The task:
Switch each "record" in the rows below to "mark" and change nothing else. Leave the pictures out of your answer.

(Named-object pointing rows)
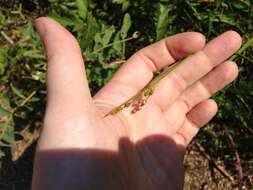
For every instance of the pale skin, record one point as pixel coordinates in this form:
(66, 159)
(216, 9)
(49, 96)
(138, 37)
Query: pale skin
(79, 148)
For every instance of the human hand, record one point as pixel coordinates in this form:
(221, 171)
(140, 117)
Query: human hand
(81, 149)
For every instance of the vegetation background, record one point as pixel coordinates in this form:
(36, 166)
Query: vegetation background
(109, 31)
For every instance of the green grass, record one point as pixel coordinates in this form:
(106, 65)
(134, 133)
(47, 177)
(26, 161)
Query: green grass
(102, 28)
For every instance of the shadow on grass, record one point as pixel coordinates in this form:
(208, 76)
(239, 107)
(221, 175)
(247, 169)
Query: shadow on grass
(152, 163)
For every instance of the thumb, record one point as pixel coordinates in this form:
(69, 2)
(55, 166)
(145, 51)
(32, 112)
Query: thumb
(66, 80)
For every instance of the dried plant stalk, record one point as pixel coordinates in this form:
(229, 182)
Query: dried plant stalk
(140, 99)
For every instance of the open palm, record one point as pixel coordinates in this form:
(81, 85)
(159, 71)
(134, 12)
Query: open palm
(81, 149)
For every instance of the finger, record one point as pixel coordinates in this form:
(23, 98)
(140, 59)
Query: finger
(196, 118)
(194, 67)
(138, 70)
(214, 81)
(66, 81)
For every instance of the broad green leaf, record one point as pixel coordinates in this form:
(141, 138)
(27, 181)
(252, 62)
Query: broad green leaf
(82, 6)
(108, 35)
(9, 131)
(17, 92)
(162, 22)
(125, 26)
(117, 46)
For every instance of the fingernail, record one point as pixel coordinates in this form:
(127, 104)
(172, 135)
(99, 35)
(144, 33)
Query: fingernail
(40, 26)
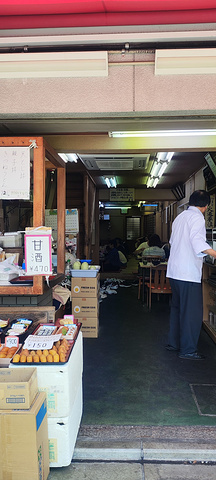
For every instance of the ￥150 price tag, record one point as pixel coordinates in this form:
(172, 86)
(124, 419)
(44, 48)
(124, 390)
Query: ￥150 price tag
(11, 341)
(35, 342)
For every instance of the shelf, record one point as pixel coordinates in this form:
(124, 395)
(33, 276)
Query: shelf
(45, 158)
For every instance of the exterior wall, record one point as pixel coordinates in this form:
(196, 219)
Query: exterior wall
(127, 89)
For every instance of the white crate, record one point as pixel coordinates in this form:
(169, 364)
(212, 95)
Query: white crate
(62, 433)
(60, 382)
(86, 273)
(13, 240)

Exercise solution:
For every instance of the pale skin, mark one point as pixel coordinates in this form:
(66, 159)
(216, 9)
(49, 96)
(138, 37)
Query: pale skin
(79, 148)
For every instance of the human hand, mark one point as pixel coordinates in this form:
(221, 171)
(140, 117)
Query: human hand
(81, 149)
For every instance of the vegetation background, mark one point as pixel coordinates in this form:
(36, 166)
Query: vegetation background
(109, 31)
For every instance of the green grass, mark one point as pixel coordinates in this form:
(106, 65)
(134, 133)
(47, 177)
(26, 161)
Query: green grass
(102, 28)
For every instance of the shadow on grass, mark one point as pixel coordinates in this form:
(208, 76)
(239, 107)
(221, 175)
(247, 169)
Query: shadow on grass
(152, 163)
For every instance of the thumb, mark one point as pixel coordinates in this form:
(69, 2)
(55, 166)
(145, 51)
(32, 112)
Query: thumb
(66, 80)
For every instance of the dried plant stalk, mark one point as pixel coordinates in this form:
(229, 182)
Query: dried plant stalk
(140, 99)
For every instance of the open palm, mark one point as pixel coordinates in this form:
(81, 85)
(159, 71)
(134, 12)
Query: open palm
(81, 149)
For every instance of the finger, mark one point as pixel coordinates in this form:
(23, 98)
(140, 59)
Query: finger
(196, 118)
(194, 67)
(138, 70)
(214, 81)
(66, 81)
For every instance of the broad green leaf, mark one point as pixel coordinates in this form:
(141, 138)
(27, 181)
(252, 62)
Query: broad green leaf
(82, 6)
(108, 35)
(9, 131)
(17, 92)
(162, 22)
(125, 26)
(117, 46)
For every instance of the fingernail, mark one point as pixel coordinates in this form:
(127, 104)
(172, 135)
(99, 35)
(144, 33)
Query: fingernail
(40, 26)
For every instance of the ￥150 price tag, mark one point as pixel coordinates in this form:
(172, 86)
(124, 419)
(44, 48)
(124, 390)
Query: ￥150 price tag
(11, 341)
(35, 342)
For every instance of the shelf, mark one point as pixel coordinates in this form:
(124, 395)
(33, 276)
Query: shelf
(45, 158)
For every instance of the exterior wall, mark one point as pixel coordinates in this form:
(196, 219)
Query: exterior wall
(127, 89)
For every instance of the white crate, mark one point as pixel coordinates in this form:
(169, 364)
(212, 95)
Query: white crate
(62, 433)
(60, 382)
(86, 273)
(13, 240)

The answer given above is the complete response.